Start of Data excerpts

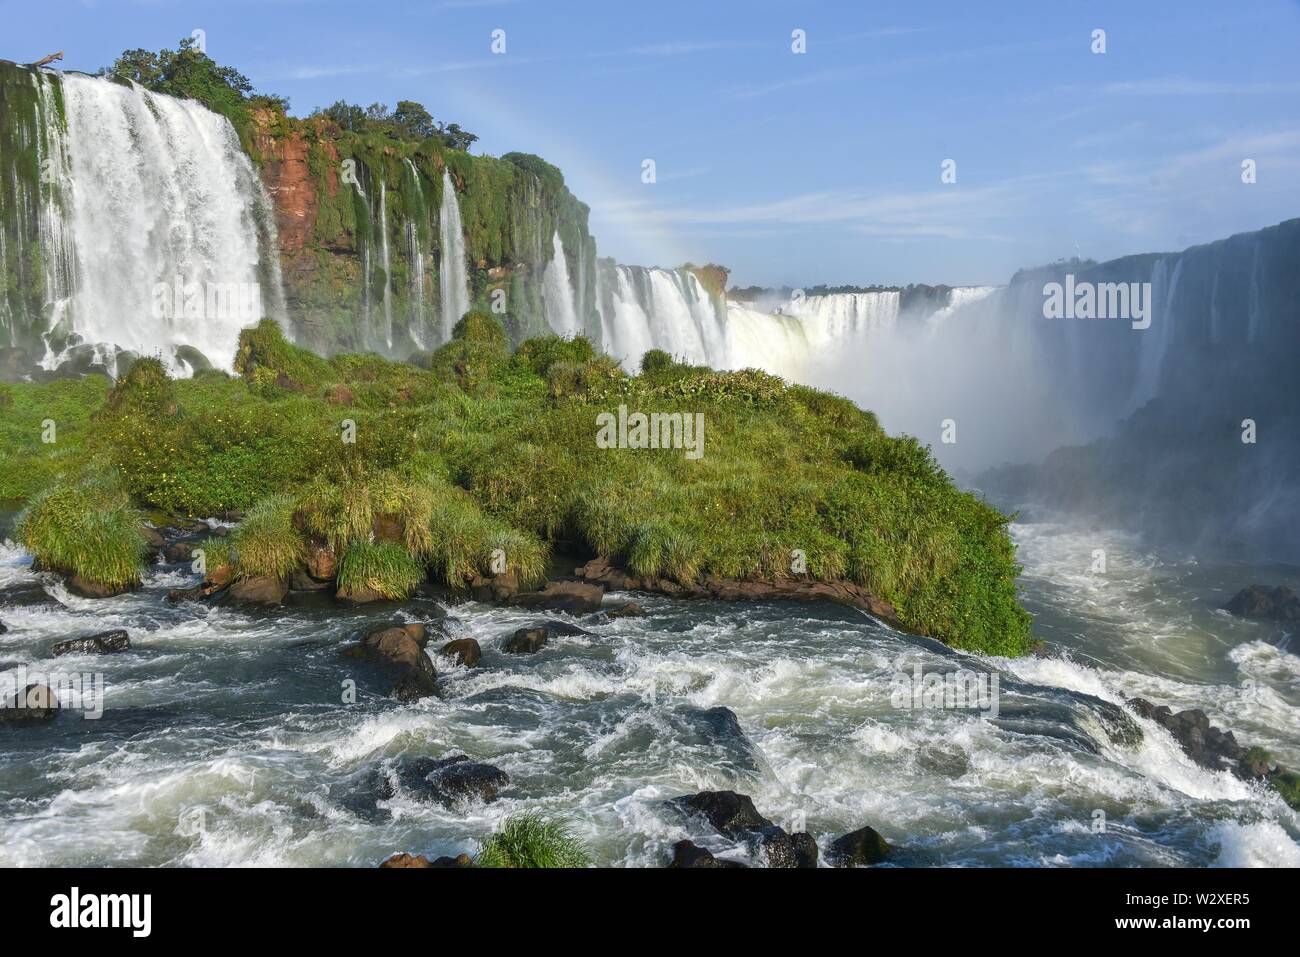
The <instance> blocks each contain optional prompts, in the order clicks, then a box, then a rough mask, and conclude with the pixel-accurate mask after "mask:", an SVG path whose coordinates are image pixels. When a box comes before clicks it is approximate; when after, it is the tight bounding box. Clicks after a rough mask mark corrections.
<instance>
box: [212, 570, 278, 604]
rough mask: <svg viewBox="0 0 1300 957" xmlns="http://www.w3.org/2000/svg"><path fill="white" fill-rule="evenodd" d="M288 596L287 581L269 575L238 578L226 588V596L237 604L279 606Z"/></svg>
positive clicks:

End of Data excerpts

Transcribe every line of the items above verbatim, omitting the pictures from your answer.

Task response
The <instance> blocks each contain optional prompts, in the order clicks, then a box, then a rough mask, and conclude with the pixel-accurate mask after "mask:", an SVG path whose coordinates are image pixels. When a box comes before clicks it is approximate; when after, it is the tight bounding box. Clicks after a rough mask mark corrections.
<instance>
box: [212, 570, 278, 604]
rough mask: <svg viewBox="0 0 1300 957" xmlns="http://www.w3.org/2000/svg"><path fill="white" fill-rule="evenodd" d="M288 596L287 581L269 575L238 578L226 588V596L237 604L279 606Z"/></svg>
positive clicks:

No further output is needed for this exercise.